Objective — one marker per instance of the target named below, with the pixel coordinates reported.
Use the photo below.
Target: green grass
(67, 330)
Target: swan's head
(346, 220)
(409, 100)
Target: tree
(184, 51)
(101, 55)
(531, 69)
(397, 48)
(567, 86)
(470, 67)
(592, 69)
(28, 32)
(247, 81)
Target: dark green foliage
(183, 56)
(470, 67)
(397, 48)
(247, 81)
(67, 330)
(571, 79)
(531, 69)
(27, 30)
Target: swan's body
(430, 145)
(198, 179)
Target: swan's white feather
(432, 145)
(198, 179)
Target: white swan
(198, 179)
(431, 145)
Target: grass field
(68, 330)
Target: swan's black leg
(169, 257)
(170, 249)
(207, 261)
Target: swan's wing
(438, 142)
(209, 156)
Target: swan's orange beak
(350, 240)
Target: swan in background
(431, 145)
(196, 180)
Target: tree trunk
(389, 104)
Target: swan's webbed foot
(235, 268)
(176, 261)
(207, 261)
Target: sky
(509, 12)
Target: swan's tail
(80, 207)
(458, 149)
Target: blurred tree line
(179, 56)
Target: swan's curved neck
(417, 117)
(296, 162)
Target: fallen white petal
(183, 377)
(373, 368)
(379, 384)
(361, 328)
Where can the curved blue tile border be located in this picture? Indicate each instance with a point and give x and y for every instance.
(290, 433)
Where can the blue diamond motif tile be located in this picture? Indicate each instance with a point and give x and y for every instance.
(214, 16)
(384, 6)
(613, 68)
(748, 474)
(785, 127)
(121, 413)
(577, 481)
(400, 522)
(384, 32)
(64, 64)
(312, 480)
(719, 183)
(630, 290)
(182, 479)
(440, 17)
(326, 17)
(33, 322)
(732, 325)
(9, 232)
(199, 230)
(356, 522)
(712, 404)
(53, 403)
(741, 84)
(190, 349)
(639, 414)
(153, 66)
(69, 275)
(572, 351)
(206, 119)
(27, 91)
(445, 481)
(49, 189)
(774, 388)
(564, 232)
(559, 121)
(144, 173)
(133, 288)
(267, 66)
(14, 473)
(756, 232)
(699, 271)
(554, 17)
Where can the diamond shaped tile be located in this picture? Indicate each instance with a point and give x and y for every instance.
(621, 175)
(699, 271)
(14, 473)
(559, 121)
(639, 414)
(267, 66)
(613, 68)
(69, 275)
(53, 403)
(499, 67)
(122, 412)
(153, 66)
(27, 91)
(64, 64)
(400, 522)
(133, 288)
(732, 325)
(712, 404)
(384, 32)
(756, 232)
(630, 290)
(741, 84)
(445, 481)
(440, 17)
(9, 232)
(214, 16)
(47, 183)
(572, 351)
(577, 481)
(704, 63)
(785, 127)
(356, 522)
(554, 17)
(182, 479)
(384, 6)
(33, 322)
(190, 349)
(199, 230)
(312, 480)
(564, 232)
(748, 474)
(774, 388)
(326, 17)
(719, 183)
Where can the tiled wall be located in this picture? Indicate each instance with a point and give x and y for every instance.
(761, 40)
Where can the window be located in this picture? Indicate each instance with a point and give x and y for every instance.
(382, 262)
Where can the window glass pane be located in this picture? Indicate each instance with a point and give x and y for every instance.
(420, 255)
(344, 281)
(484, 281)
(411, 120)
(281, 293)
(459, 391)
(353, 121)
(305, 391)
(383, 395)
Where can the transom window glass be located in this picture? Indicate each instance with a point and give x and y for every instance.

========

## Brief
Substitute "goose" for every "swan" in all the rows above, and give them again with nothing else changed.

## Exercise response
Objective — one marker per instance of the target named below, with the pixel coordinates reported.
Use the photo below.
Target: green grass
(67, 330)
Target: goose's head
(346, 220)
(409, 100)
Target: tree
(184, 51)
(101, 55)
(531, 69)
(397, 48)
(567, 86)
(470, 67)
(592, 69)
(28, 32)
(247, 81)
Target: dark green foliage
(183, 56)
(470, 67)
(397, 48)
(247, 81)
(67, 330)
(571, 79)
(531, 69)
(27, 30)
Target: goose's body
(430, 145)
(198, 179)
Target: goose's white feather
(432, 145)
(198, 179)
Target: white goose
(198, 179)
(431, 145)
Target: grass field
(68, 330)
Target: goose's black leg
(169, 257)
(170, 249)
(207, 261)
Target: goose's wing
(438, 142)
(209, 156)
Target: goose's orange beak
(350, 240)
Target: goose in background
(431, 145)
(196, 180)
Target: tree trunk
(389, 104)
Target: goose's webbed foot
(235, 268)
(176, 261)
(207, 261)
Target: sky
(509, 12)
Target: goose's tail
(80, 207)
(458, 149)
Target: blurred tree line
(179, 56)
Target: goose's curved neck
(417, 117)
(296, 162)
Target: fallen white petal
(183, 377)
(373, 368)
(379, 384)
(361, 328)
Where can the curved blue tile border be located in this picture? Indicate each instance with a point and give x and y for every instance.
(290, 433)
Where can the blue diamond motif tile be located in this picture? Indicate each instance with a point and give x and y for every instance.
(214, 16)
(384, 6)
(613, 68)
(748, 474)
(785, 127)
(121, 413)
(577, 481)
(400, 522)
(384, 32)
(64, 64)
(312, 480)
(719, 183)
(630, 290)
(182, 479)
(440, 17)
(326, 17)
(33, 322)
(732, 325)
(9, 232)
(199, 230)
(356, 522)
(712, 404)
(53, 403)
(741, 84)
(190, 349)
(639, 414)
(153, 66)
(69, 275)
(572, 351)
(206, 119)
(27, 91)
(445, 481)
(49, 189)
(774, 388)
(564, 232)
(559, 121)
(144, 173)
(133, 288)
(267, 66)
(14, 473)
(756, 232)
(699, 271)
(554, 17)
Where can the diamond shaped tile be located in this picture? Indicate each instance with a point and give x and y for every instance.
(621, 175)
(699, 271)
(14, 473)
(559, 121)
(639, 414)
(267, 66)
(613, 68)
(69, 275)
(53, 403)
(499, 67)
(122, 412)
(153, 66)
(27, 91)
(64, 64)
(400, 522)
(133, 288)
(732, 325)
(712, 404)
(384, 32)
(756, 232)
(630, 290)
(741, 84)
(445, 481)
(440, 17)
(9, 232)
(214, 16)
(47, 183)
(572, 351)
(577, 481)
(704, 63)
(785, 127)
(356, 522)
(554, 17)
(182, 479)
(384, 6)
(33, 322)
(190, 349)
(199, 230)
(312, 480)
(564, 232)
(748, 474)
(774, 388)
(326, 17)
(719, 183)
Where can the tiled wall be located in this picture? Indicate each instance with a point and give x and y for every instance.
(761, 40)
Where can the window be located in this picture? Indicate each instance with a point and give x and y for every instance.
(382, 262)
Where can the window glass pane be located in this picture? Indicate each instance with a point and give x and y for every instance.
(420, 255)
(344, 281)
(484, 281)
(411, 120)
(281, 293)
(459, 391)
(353, 121)
(305, 391)
(383, 395)
Where can the transom window glass be located in this picture? Indicate each instance with a point and give x and y for every instance.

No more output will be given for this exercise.